## EXTRAIT DU TEXTE

Intervention de Joaquim Pueyo

Réunion du 27 octobre 2015 à 17h00
Commission des affaires européennes

Photo issue du site de l'Assemblée nationale ou de WikipediaJoaquim Pueyo, rapporteur :

Le Partenariat oriental est, avec l'Union pour la Méditerranée, l'une de deux plateformes régionales sur lesquelles s'appuie la Politique européenne de voisinage (PEV). Couvrant six États d'Europe de l'Est et du Caucase Sud, il est axé sur trois priorités : accélérer l'association politique ; approfondir l'intégration économique ; organiser la mobilité des citoyens.

Les pays visés, de tailles diverses, naguère républiques de l'Union soviétique, ont évolué selon des dynamiques politiques et économiques divergentes depuis leur accession à l'indépendance. Leurs relations diplomatiques et commerciales avec l'Union européenne sont par conséquent de natures et d'envergures très hétérogènes. Rappelons que trois d'entre eux seulement – la Géorgie, la Moldavie et l'Ukraine – ont signé des Accords d'association très aboutis, contenant un volet de coopération politique sans précédent et prévoyant la constitution de zones de libre-échange approfondi et complet.

## EXTRAIT DES DONNÉES

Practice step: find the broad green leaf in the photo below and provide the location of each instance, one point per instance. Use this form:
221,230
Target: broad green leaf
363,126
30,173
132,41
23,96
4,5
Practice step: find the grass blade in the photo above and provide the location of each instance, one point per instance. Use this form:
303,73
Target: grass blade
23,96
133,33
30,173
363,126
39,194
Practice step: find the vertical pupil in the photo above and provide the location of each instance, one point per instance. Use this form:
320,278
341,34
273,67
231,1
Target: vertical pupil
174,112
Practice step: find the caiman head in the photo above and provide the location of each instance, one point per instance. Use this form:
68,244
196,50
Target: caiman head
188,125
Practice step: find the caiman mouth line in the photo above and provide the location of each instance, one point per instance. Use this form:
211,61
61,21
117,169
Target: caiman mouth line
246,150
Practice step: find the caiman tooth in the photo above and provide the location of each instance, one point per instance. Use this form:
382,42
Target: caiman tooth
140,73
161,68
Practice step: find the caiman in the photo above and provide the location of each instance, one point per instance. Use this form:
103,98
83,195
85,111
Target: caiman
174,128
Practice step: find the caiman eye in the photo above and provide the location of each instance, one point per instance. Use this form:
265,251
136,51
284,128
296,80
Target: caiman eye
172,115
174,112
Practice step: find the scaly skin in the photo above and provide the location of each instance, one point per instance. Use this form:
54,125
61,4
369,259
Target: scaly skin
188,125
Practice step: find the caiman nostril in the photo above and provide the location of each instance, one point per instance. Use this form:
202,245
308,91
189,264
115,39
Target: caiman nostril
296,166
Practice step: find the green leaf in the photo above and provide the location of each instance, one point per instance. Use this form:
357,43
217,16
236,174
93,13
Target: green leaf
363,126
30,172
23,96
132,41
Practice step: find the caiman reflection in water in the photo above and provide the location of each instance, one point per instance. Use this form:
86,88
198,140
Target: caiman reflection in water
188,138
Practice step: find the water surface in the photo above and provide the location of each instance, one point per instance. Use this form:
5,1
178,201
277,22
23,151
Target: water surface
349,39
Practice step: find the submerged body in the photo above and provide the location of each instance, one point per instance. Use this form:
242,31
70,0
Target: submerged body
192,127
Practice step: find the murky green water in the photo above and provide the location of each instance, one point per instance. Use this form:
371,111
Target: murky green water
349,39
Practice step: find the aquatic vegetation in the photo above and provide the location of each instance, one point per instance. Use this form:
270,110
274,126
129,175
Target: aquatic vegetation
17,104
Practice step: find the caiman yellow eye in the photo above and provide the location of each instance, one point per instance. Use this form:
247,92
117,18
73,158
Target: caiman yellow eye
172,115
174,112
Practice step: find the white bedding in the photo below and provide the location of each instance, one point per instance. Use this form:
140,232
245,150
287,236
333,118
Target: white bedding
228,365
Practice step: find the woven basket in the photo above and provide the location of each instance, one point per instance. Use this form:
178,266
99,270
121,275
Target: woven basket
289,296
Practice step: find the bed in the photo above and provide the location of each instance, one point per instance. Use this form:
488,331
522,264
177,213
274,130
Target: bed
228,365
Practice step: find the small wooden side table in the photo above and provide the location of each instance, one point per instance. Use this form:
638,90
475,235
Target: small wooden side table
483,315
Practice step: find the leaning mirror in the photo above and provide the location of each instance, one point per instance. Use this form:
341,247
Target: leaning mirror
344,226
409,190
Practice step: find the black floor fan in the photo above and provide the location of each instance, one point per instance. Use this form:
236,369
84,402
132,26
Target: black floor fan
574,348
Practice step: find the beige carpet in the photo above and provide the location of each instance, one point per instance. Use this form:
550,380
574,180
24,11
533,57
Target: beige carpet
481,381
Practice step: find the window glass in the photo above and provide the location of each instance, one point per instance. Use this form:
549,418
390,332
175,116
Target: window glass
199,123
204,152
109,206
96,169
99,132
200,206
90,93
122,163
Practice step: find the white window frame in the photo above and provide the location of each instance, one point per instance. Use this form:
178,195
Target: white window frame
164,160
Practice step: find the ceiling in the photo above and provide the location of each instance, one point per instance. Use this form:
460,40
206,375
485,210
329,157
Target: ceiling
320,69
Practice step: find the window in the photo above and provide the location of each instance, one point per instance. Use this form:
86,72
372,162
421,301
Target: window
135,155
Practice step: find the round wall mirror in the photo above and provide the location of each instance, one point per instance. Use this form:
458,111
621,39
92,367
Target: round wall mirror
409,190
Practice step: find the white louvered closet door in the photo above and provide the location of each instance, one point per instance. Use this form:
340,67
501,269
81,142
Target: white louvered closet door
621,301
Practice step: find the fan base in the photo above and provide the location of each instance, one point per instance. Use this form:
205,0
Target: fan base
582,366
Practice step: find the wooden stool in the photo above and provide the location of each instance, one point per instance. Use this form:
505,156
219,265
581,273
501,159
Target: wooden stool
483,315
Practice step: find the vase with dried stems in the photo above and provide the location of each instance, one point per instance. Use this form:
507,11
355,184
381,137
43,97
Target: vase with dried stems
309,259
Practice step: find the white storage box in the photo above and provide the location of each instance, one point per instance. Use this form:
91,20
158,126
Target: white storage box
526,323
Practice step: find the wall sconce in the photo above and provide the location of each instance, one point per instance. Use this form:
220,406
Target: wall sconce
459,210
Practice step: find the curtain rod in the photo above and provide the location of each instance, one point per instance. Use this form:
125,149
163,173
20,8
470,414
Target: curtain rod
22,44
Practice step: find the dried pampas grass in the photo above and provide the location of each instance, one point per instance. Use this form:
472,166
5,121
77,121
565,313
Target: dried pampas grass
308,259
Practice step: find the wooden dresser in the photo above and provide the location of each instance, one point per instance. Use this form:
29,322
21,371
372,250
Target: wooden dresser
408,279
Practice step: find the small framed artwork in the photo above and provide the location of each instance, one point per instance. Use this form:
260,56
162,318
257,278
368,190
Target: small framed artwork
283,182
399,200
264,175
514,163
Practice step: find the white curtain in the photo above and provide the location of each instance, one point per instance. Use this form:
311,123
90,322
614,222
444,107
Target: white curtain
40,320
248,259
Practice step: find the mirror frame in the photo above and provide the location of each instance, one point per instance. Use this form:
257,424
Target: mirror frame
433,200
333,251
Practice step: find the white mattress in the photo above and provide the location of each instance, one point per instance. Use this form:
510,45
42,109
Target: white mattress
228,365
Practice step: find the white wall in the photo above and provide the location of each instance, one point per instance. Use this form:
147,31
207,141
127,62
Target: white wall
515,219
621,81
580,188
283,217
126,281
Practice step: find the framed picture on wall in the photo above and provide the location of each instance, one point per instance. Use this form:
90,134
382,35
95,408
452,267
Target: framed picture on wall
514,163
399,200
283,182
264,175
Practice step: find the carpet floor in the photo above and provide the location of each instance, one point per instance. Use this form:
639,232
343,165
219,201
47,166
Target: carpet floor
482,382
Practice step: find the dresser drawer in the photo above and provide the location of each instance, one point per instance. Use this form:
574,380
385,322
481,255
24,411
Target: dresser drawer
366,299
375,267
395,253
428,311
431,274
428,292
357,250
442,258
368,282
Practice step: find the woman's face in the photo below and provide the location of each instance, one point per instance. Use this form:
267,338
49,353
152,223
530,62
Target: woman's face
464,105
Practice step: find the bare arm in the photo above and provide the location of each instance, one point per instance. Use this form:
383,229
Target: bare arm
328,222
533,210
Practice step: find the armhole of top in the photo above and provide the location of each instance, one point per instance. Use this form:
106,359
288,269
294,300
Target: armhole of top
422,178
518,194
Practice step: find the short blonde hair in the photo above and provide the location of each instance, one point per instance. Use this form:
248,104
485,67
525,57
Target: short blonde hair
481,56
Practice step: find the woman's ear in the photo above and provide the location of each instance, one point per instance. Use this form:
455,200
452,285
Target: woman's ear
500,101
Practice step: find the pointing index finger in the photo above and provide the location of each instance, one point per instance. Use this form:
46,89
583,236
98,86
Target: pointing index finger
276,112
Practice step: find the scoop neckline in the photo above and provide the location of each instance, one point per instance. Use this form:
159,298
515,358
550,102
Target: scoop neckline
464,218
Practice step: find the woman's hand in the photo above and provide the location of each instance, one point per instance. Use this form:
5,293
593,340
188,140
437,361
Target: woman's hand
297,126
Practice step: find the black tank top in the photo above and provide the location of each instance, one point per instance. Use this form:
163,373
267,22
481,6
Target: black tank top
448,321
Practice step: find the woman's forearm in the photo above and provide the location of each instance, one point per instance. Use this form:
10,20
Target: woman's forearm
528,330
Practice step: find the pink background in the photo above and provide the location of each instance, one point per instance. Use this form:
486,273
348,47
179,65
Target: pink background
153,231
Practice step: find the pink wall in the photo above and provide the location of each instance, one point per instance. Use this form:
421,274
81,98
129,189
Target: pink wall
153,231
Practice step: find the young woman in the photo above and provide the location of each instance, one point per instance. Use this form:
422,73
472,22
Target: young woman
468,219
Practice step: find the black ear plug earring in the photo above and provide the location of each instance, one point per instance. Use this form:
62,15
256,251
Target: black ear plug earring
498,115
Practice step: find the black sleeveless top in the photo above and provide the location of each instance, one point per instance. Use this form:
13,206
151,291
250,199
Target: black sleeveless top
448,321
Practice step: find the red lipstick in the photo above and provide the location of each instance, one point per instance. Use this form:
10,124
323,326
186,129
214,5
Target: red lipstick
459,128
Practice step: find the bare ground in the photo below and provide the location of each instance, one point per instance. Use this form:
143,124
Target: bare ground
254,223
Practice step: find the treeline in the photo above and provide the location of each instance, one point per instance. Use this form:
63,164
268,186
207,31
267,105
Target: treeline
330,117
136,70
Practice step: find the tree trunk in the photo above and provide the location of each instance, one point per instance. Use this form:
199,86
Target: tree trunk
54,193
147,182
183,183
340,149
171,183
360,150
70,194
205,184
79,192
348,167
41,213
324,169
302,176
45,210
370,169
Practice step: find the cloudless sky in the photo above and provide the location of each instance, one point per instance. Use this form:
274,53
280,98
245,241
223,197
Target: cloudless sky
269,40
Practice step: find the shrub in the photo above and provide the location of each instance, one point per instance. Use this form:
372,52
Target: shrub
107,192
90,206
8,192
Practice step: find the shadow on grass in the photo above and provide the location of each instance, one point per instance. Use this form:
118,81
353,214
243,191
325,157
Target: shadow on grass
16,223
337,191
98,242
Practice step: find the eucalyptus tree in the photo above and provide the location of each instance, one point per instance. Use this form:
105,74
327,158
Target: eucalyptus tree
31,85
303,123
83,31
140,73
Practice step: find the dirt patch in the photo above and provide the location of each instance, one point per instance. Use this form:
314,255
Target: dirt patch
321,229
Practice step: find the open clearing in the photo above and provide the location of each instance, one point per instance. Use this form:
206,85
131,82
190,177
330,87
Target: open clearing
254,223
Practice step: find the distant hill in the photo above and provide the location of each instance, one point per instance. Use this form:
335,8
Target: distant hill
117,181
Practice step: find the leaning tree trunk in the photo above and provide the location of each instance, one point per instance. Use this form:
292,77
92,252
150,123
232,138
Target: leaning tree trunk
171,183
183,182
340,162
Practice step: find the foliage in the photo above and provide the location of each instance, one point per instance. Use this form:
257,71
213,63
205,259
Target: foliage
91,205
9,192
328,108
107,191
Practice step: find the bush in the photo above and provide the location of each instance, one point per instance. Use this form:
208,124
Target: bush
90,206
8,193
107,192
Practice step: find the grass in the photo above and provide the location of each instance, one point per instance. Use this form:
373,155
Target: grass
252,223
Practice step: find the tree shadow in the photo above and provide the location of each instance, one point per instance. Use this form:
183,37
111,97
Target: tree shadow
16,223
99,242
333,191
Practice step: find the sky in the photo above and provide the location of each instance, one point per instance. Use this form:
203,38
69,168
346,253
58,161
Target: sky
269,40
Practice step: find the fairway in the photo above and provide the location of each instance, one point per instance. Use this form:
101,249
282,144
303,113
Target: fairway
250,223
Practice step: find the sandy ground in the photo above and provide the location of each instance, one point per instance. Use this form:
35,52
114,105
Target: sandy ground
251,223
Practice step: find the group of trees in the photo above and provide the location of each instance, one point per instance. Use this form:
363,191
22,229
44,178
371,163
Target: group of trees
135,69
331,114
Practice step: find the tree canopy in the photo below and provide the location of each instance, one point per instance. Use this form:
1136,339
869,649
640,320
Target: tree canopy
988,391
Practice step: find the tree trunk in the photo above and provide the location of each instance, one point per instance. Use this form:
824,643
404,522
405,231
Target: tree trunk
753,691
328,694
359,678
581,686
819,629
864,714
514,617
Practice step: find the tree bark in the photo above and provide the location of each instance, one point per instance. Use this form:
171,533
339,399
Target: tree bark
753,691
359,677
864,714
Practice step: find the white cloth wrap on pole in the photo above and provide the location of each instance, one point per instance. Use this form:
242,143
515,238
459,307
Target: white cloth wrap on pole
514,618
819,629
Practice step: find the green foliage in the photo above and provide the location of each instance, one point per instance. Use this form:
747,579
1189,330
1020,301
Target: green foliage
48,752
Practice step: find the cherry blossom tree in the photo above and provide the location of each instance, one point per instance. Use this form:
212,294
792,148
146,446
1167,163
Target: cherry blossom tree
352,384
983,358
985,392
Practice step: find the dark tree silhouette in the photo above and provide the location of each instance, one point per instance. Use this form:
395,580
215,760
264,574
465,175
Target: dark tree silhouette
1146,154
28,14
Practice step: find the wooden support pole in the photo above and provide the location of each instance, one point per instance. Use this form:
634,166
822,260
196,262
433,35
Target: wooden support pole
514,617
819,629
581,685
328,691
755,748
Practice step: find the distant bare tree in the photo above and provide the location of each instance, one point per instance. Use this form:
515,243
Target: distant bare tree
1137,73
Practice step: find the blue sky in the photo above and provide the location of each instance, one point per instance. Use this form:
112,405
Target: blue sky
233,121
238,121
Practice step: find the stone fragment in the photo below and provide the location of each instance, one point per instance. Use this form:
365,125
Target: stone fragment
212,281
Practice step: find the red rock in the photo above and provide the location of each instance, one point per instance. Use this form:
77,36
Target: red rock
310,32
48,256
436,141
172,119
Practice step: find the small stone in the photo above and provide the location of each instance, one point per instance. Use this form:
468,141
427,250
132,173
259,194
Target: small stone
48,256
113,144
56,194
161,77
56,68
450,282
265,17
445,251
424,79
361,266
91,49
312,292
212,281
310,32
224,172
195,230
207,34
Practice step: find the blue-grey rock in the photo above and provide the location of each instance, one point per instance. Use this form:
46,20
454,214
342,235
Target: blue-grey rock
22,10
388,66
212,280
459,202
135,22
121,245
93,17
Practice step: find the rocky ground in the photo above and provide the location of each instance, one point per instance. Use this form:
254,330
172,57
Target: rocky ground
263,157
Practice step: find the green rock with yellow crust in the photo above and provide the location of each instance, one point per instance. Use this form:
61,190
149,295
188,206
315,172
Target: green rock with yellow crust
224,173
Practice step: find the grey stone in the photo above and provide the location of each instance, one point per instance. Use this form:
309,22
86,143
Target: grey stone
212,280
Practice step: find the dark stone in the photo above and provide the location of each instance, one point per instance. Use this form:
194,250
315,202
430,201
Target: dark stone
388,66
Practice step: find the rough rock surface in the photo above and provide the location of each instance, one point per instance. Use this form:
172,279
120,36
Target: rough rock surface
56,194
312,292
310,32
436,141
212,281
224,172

## CONSIGNE A
Mettez à jour l'intervention de « Réunion du 27 » à « mobilité des citoyens. » en remplaçant « Partenariat oriental » par « Partenariat de l'Est ».
## CONSIGNE B
Répondez à ces questions sur l'intervention.
(i) Combien d'États le Partenariat oriental couvre-t-il ?
(ii) Quels pays ont signé des Accords d'association ?
(iii) À quelle date et à quelle heure la réunion a-t-elle eu lieu ?
## CONSIGNE C
Dites si chaque affirmation est conforme à l'intervention, en citant les mots qui permettent de trancher.
(i) Le Partenariat oriental couvre huit États.
(ii) Les pays visés étaient autrefois des républiques de l'Union soviétique.
(iii) La Politique européenne de voisinage s'appuie sur quatre plateformes régionales.
On n'a pas besoin des entrées pour faire ces exercices.

## RÉPONSE A
Réunion du 27 octobre 2015 à 17h00
Commission des affaires européennes

Photo issue du site de l'Assemblée nationale ou de WikipediaJoaquim Pueyo, rapporteur :

Le Partenariat de l'Est est, avec l'Union pour la Méditerranée, l'une de deux plateformes régionales sur lesquelles s'appuie la Politique européenne de voisinage (PEV). Couvrant six États d'Europe de l'Est et du Caucase Sud, il est axé sur trois priorités : accélérer l'association politique ; approfondir l'intégration économique ; organiser la mobilité des citoyens.

## RÉPONSE B
(i) Six États, d'Europe de l'Est et du Caucase Sud.
(ii) La Géorgie, la Moldavie et l'Ukraine.
(iii) Le 27 octobre 2015 à 17h00.

## RÉPONSE C
(i) Non : « Couvrant six États d'Europe de l'Est et du Caucase Sud ».
(ii) Oui : « naguère républiques de l'Union soviétique ».
(iii) Non : « l'une de deux plateformes régionales ».